Word for word, repeat the lines of the records from the one containing "Task: a point for each instance of the thai" through the last line, both included.

::: Given data :::

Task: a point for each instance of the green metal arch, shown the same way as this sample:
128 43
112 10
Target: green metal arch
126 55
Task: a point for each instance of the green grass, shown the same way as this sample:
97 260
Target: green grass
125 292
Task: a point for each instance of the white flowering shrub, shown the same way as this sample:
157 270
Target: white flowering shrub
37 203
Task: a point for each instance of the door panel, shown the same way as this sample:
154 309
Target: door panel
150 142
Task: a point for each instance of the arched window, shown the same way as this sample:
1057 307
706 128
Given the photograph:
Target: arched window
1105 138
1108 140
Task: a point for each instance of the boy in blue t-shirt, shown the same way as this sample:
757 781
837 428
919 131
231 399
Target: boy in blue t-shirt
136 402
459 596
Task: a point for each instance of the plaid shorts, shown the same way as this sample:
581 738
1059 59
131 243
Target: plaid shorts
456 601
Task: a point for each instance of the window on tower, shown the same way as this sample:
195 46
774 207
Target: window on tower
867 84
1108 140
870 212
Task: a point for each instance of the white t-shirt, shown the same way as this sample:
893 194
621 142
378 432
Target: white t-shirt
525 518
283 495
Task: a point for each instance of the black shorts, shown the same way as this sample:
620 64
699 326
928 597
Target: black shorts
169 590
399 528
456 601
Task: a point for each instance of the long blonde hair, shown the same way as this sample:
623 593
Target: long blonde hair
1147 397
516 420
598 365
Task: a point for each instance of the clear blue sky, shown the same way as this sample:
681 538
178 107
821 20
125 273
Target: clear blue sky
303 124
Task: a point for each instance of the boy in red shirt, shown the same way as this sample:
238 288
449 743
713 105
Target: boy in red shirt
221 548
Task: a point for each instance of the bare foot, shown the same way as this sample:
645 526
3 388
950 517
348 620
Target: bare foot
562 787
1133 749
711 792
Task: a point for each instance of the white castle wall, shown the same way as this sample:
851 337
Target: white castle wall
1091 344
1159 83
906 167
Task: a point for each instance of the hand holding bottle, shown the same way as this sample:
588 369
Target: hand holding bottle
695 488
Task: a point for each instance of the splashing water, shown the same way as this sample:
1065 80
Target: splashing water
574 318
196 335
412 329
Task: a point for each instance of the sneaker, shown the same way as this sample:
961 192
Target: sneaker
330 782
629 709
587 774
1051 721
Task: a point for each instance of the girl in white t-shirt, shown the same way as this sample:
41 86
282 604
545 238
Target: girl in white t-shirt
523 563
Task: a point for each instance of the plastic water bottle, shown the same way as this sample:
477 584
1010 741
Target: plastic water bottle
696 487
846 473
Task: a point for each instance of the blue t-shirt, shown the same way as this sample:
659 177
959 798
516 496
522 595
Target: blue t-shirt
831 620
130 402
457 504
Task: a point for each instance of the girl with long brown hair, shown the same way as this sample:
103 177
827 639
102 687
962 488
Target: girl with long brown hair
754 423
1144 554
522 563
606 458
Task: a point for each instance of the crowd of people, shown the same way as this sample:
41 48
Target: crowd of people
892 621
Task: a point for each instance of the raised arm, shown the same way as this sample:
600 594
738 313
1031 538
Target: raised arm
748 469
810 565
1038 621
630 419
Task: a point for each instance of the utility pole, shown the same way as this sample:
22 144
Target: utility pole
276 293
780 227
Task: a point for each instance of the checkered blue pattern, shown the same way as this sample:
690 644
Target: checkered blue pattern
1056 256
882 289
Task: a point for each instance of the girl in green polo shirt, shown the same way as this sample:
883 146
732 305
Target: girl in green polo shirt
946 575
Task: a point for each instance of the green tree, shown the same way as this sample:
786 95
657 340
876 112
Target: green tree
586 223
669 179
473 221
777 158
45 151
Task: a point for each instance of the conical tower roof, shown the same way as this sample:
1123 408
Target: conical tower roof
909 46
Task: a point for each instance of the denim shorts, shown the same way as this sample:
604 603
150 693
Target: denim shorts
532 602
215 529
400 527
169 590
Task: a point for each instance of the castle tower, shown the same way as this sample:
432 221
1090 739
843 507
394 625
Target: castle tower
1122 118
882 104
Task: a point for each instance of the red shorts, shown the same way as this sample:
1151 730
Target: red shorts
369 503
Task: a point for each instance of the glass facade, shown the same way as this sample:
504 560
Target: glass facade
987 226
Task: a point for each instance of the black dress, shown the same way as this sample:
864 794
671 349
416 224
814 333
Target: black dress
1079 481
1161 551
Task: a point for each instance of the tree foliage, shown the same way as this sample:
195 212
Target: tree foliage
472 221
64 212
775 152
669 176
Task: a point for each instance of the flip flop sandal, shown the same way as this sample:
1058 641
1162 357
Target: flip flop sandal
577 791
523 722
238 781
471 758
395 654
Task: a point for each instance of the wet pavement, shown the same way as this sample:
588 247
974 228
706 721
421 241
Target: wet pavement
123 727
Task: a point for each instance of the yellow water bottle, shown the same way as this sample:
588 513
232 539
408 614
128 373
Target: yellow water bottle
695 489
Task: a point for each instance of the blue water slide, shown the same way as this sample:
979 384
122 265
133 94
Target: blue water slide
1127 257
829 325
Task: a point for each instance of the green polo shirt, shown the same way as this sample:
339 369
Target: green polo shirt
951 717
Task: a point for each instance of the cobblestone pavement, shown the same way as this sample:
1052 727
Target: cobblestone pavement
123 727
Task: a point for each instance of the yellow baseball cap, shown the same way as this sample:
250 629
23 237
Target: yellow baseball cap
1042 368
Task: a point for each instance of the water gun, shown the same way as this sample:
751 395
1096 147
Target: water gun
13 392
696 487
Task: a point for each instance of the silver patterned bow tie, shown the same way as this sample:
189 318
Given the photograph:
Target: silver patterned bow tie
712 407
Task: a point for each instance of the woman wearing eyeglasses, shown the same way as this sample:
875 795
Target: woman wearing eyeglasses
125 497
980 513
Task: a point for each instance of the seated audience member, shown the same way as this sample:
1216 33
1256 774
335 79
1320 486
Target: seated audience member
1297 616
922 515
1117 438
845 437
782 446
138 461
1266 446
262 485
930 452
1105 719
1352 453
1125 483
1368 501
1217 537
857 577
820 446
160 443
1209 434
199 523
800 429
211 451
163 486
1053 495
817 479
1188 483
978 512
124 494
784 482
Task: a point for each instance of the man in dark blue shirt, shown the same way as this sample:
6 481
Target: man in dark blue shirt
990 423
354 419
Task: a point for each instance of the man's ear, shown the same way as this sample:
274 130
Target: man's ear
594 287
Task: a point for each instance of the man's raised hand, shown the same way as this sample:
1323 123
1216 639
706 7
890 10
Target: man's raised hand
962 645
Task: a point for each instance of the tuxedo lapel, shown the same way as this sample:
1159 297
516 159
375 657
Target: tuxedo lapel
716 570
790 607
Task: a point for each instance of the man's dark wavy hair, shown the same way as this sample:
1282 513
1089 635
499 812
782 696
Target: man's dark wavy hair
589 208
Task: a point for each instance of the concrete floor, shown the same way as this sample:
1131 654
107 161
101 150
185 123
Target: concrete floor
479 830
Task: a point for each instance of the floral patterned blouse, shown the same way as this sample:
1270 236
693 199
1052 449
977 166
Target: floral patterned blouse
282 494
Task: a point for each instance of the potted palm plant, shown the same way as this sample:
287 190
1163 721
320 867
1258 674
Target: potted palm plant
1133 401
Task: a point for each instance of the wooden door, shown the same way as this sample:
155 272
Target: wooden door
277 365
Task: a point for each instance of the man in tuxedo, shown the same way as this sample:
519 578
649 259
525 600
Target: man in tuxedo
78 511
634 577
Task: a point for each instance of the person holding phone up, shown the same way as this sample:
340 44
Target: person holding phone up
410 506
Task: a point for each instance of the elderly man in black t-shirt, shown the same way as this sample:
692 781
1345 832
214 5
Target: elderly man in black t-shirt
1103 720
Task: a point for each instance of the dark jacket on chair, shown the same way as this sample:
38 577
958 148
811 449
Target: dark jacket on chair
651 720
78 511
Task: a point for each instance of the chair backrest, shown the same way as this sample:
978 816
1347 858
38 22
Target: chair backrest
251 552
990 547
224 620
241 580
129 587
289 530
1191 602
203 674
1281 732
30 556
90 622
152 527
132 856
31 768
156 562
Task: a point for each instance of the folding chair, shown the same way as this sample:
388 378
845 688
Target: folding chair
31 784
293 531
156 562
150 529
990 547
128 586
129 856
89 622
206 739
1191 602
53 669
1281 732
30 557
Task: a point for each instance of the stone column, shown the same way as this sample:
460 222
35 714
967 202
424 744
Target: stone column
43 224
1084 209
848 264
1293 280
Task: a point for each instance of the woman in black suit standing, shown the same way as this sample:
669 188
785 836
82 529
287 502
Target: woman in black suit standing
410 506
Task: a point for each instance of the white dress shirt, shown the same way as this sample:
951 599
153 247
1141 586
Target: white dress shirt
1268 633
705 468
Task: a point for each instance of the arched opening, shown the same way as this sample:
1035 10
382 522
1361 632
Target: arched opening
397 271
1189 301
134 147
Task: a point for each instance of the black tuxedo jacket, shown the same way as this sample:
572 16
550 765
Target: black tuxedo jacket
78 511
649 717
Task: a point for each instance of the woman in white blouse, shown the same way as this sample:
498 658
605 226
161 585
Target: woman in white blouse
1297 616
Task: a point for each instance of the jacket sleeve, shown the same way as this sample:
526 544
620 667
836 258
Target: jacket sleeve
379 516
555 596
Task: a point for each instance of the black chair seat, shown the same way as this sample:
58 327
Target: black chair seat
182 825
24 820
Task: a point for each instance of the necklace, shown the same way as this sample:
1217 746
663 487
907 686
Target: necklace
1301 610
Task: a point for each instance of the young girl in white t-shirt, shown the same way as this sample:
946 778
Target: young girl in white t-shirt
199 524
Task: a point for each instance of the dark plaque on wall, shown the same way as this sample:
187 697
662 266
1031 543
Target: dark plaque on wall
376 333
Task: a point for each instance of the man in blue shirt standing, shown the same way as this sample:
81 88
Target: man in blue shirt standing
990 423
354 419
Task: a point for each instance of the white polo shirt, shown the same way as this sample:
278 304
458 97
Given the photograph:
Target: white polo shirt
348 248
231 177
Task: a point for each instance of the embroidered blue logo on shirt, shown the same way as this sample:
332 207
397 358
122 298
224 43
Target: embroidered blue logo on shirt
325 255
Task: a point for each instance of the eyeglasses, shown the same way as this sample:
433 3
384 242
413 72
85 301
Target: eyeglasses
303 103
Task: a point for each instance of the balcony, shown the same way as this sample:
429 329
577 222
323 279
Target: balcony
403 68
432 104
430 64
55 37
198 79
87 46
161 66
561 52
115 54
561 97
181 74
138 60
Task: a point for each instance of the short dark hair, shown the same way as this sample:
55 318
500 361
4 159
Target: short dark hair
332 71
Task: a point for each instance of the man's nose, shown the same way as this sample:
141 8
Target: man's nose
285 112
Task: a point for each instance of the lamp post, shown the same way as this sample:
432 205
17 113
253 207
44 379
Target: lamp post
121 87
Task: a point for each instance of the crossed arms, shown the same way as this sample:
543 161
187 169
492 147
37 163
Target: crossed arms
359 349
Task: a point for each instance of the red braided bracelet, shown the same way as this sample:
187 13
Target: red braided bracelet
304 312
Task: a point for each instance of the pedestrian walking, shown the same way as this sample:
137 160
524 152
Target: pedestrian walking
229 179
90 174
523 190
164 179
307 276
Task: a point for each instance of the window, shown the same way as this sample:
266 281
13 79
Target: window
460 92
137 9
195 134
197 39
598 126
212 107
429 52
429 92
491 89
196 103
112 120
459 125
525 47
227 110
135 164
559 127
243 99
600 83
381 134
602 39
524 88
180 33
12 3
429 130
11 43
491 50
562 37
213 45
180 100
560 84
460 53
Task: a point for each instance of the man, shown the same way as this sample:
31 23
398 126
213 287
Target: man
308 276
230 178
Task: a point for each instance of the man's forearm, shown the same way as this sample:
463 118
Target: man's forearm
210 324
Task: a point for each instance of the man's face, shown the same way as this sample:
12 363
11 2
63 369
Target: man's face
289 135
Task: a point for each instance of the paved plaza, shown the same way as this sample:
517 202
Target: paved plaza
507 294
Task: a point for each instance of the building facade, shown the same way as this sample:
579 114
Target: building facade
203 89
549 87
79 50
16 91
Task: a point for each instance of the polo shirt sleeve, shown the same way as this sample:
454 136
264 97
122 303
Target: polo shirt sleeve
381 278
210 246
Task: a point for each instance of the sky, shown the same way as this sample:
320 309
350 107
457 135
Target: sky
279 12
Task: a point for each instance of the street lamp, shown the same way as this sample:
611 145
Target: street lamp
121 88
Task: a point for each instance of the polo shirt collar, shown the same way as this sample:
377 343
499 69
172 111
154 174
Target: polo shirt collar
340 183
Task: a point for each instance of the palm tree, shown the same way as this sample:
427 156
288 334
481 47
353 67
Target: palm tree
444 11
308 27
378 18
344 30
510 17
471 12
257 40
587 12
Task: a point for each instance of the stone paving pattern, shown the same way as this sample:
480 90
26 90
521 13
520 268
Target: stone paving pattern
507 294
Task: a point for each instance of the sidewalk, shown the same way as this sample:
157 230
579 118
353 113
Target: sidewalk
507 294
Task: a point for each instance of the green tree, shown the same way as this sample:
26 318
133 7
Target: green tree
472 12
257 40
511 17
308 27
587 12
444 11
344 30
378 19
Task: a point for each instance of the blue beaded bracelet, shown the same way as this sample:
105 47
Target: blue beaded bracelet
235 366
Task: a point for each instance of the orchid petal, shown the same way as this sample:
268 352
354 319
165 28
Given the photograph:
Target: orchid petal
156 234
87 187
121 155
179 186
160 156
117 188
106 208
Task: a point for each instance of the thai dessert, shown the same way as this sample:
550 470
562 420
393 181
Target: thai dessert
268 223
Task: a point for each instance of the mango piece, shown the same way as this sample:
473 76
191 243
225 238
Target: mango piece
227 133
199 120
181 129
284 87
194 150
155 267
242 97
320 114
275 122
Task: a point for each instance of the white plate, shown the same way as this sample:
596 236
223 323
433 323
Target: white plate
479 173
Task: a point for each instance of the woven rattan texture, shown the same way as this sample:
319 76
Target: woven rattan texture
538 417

:::

■ Expected answer
Task: a point for each instance of the thai dessert, shown the same way as this sample:
550 470
562 420
393 181
Target: thai dessert
268 223
Task: a point for each instance of the mango piece, shown the same way as this sample:
473 76
191 243
225 238
Target: mango piece
227 133
199 120
181 129
284 87
194 150
155 267
242 97
320 114
275 122
Task: a point for each instance of the white plate, shown the same way as this sample:
596 236
223 323
433 323
Target: white plate
479 173
Task: a point for each instance of the woven rattan texture, shown the same way as this sample:
319 76
Target: woven rattan texture
538 417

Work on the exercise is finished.